▶ _TO DO_:
1 – In the forum thread about Ukrainian recruitment, rewrite the part starting at "I don’t understand" and ending at "any prospective recruits.", swapping "arms shipments" for "weapons deliveries".
2 – According to the forum thread about Ukrainian recruitment, what share of Ukrainians support mobilization?
3 – Carry on the forum thread about Ukrainian recruitment from its last line.

▶ _DOCUMENT EXTRACT_:
_ _ _ _ _ _ _

Your life's been thrown in disarray already--I wouldn't want you to feel pressured.


College Slice

Scratch Monkey posted:

I don’t understand why they are unwilling to fight. Sure it’s scary and obviously dangerous but given what’s at stake if Ukraine loses how can they refuse?

Presumably, "Someone else will fight to free Ukraine, and then I don't have to sleep in the mud for ten months and then get shot."

Charliegrs
Aug 10, 2009

by Fluffdaddy
I could totally see Ukrainians not wanting to sign up to fight in the last 6 months considering how constrained the arms shipments were. Who wants to fight when the enemy has 10 artillery shells for every one of yours? It sounds like suicide. Hopefully the new arms shipments will improve recruitment numbers but also there's an election coming up soon in the US that could end all arms shipments for good and everyone knows it. That has to be demoralizing as hell for any prospective recruits.

DTurtle
Apr 10, 2011


MikeC posted:

Will to fight has been somewhat of an issue for sometime now. The conscription law was passed only after great reluctance. The younger cohort which was spared early in the war is largely uninterested in signing up and are actively draft dodging .
The vast majority (more than 80%) of Ukrainians support mobilization. The main complaint/worry is that that mobilization needs to be fair.

There is no mass movement of draft dodging. I have also not seen any reports of large groups of people being unwilling to fight. It is more complaints that they have to fight with too little fire support or armored support in comparison to the Russians.

_ _ _ _ _ _ _

Stored items
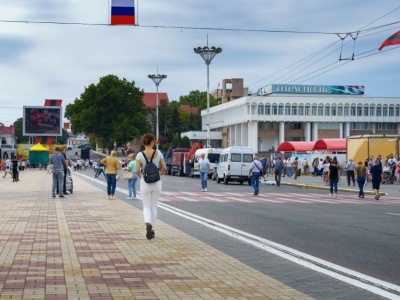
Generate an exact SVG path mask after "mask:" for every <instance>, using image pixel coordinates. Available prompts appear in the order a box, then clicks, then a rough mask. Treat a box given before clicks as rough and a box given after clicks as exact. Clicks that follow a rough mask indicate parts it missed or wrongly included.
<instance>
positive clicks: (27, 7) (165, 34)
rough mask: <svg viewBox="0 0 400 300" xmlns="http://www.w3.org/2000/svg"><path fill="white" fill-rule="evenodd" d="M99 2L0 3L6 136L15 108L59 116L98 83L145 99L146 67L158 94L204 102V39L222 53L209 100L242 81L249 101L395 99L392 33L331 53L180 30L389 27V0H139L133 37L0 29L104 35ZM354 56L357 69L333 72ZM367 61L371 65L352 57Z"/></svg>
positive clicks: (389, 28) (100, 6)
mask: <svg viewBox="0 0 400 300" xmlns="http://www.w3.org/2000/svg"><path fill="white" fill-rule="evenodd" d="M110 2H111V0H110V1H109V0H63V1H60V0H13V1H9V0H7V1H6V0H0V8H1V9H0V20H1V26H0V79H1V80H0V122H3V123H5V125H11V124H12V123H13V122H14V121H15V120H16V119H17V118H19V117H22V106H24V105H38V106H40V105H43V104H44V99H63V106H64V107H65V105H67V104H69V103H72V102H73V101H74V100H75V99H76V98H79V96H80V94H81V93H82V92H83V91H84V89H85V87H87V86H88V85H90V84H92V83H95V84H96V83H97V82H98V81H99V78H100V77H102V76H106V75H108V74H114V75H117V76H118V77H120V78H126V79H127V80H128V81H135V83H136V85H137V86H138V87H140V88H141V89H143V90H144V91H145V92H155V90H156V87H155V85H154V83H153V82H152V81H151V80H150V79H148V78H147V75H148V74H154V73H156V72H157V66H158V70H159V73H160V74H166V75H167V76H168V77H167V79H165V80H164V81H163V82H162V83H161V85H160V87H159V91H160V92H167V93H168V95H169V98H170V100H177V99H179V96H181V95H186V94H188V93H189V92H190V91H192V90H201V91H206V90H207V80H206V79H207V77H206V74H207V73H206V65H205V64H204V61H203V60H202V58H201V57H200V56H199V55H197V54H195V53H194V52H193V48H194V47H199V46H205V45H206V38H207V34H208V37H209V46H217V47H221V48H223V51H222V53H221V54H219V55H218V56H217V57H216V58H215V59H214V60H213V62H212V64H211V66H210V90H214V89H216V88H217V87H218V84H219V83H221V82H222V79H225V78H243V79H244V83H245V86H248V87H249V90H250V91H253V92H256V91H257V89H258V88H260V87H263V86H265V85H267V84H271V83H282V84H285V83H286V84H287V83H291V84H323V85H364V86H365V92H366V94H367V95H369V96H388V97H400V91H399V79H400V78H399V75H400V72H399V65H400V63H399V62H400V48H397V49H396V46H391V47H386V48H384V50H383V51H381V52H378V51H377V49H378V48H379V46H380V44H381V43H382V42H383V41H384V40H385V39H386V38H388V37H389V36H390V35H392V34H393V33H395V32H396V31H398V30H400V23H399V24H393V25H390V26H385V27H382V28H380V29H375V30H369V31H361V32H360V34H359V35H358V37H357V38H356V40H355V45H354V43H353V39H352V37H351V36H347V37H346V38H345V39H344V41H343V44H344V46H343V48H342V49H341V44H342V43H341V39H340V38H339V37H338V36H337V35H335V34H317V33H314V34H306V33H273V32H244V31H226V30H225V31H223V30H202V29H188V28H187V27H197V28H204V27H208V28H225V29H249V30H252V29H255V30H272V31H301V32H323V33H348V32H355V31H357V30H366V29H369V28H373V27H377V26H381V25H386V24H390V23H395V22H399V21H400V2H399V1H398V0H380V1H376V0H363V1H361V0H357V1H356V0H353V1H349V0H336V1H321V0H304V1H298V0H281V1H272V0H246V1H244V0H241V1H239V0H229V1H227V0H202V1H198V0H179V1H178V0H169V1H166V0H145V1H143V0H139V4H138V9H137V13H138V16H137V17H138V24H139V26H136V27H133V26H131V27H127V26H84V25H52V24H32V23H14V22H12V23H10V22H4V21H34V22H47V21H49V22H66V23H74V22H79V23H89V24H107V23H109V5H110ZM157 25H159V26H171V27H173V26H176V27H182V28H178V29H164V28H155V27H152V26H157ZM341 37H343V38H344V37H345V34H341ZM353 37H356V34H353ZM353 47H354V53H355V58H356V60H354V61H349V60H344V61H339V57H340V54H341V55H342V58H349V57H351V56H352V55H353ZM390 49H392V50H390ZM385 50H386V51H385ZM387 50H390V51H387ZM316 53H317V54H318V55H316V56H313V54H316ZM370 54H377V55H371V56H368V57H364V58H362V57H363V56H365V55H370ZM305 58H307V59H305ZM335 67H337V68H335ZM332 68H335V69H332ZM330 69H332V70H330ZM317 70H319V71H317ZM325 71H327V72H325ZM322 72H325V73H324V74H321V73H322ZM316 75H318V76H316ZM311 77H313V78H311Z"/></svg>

_ _ _ _ _ _ _

▶ _YOUR RESPONSES_:
1 –
I don’t understand why they are unwilling to fight. Sure it’s scary and obviously dangerous but given what’s at stake if Ukraine loses how can they refuse?

Presumably, "Someone else will fight to free Ukraine, and then I don't have to sleep in the mud for ten months and then get shot."

Charliegrs
Aug 10, 2009

by Fluffdaddy
I could totally see Ukrainians not wanting to sign up to fight in the last 6 months considering how constrained the weapons deliveries were. Who wants to fight when the enemy has 10 artillery shells for every one of yours? It sounds like suicide. Hopefully the new weapons deliveries will improve recruitment numbers but also there's an election coming up soon in the US that could end all weapons deliveries for good and everyone knows it. That has to be demoralizing as hell for any prospective recruits.

2 – More than 80%, the vast majority.

3 –
mawarannahr
May 21, 2019

DTurtle posted:

The vast majority (more than 80%) of Ukrainians support mobilization. The main complaint/worry is that that mobilization needs to be fair.

There is no mass movement of draft dodging. I have also not seen any reports of large groups of people being unwilling to fight. It is more complaints that they have to fight with too little fire support or armored support in comparison to the Russians.
I'm not sure what you mean by a mass movement, but it sounds like there is a lot of draft dodging going on and it's a pretty sensitive issue.
Ukraine’s Draft Dodgers Run, and Swim, to Avoid the War

www.nytimes.com - Sat, 13 Apr 2024 posted:

With Russia seizing the initiative on the battlefield in recent months, Ukraine’s ability to defend itself hinges on replenishing its arsenal of weaponry and mobilizing troops.

The roiling water can be treacherous, the banks are steep and slick with mud, and the riverbed is covered in jagged, hidden boulders.

Yet Ukrainian border guards often find their quarry — men seeking to escape the military draft — swimming in these hazardous conditions, trying to cross the Tysa River where it forms the border with Romania.

Lt. Vladyslav Tonkoshtan recently detained a man on the bank, where he was preparing to cross the river in the hope of reuniting with his wife and children, whom he had not seen in two years since they fled to another country in Europe.

That thousands of Ukrainian men have chosen to risk the swim rather than face the dangers as soldiers on the eastern front highlights the challenge for President Volodymyr Zelensky as he seeks to mobilize new troops after more than two years of bruising, bloody trench warfare with Russia.

“We cannot judge these people,” Lieutenant Tonkoshtan said. “But if all men leave, who will defend Ukraine?”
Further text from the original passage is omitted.